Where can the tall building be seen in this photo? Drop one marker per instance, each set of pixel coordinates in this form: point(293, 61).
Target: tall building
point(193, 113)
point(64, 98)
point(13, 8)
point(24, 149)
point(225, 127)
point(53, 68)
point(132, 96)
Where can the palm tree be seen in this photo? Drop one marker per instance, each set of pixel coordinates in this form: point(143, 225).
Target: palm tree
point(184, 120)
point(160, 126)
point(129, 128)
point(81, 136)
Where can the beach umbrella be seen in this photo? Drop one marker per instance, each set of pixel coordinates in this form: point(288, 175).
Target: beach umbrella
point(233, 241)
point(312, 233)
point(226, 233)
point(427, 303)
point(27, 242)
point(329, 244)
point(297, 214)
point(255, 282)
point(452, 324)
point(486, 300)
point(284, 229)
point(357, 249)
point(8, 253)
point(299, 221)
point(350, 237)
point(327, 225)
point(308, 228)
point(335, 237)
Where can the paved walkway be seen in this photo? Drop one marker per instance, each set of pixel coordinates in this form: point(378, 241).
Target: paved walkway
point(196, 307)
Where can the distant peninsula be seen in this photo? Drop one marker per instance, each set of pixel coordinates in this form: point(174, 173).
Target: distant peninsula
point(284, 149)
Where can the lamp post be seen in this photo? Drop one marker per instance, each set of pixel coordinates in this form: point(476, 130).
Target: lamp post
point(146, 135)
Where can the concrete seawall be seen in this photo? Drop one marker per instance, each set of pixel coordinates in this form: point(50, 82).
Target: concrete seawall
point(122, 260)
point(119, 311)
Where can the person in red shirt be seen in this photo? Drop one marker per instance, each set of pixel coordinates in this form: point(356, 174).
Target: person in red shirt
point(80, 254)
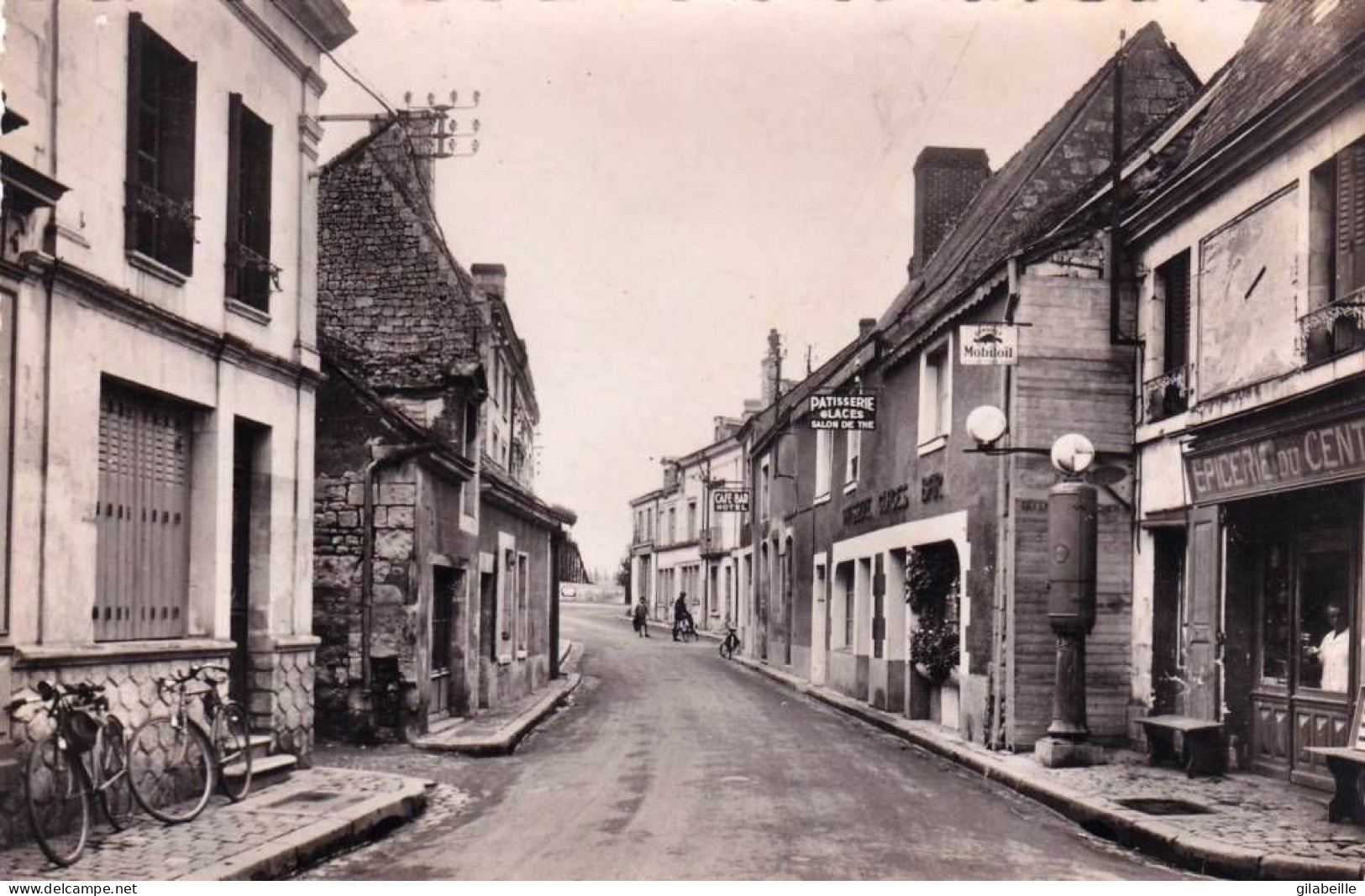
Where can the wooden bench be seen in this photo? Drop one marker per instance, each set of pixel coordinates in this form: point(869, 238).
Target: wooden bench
point(1201, 743)
point(1345, 764)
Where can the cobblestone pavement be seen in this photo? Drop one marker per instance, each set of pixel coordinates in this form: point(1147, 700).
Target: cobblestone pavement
point(149, 850)
point(1247, 810)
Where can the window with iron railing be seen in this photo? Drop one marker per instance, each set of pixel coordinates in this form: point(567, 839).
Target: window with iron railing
point(1168, 395)
point(249, 273)
point(159, 205)
point(1336, 323)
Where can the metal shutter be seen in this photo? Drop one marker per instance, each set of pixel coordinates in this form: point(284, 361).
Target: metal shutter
point(144, 517)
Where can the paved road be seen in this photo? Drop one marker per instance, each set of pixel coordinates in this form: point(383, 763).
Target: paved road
point(676, 764)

--

> _The request_
Rescale the entries from the line containing "Where can the person" through the end of the entries, inclusive. Repeat every line with its request unchanged, multiply each answer coordinate by 2.6 and round to whole numbers with halves going up, and leave out the picture.

> _Response to the task_
Where can the person in red shirt be seen in this photo? Drop one marker per instance, each set of pixel coordinates in this form: point(356, 174).
Target: person in red shirt
point(208, 660)
Where can the wooden bench be seen in this photo? Drop one marker per instance, each set of pixel coordinates in this form: point(869, 238).
Target: wooden bench
point(3123, 1932)
point(3497, 1986)
Where can the cobblestone pavement be seen in this photo? Drop one marker per instance, each set of pixel coordinates in this form: point(1147, 700).
Target: cobblestone pavement
point(387, 2210)
point(3242, 2106)
Where can the window with iron railing be seen in this photo? Drop one marker per instance, each set of pixel coordinates in this form: point(567, 839).
Target: window with iron railing
point(3037, 1027)
point(647, 710)
point(413, 533)
point(3474, 840)
Where can the metal shutter be seen in this photo? Drop one marker per instance, each set of pixel coordinates in this form: point(284, 361).
Target: metal shutter
point(374, 1344)
Where can the paved road be seen in this photo? Drop one marker per instance, each set of pixel coordinates in this form: point(383, 763).
Target: paved road
point(1758, 1986)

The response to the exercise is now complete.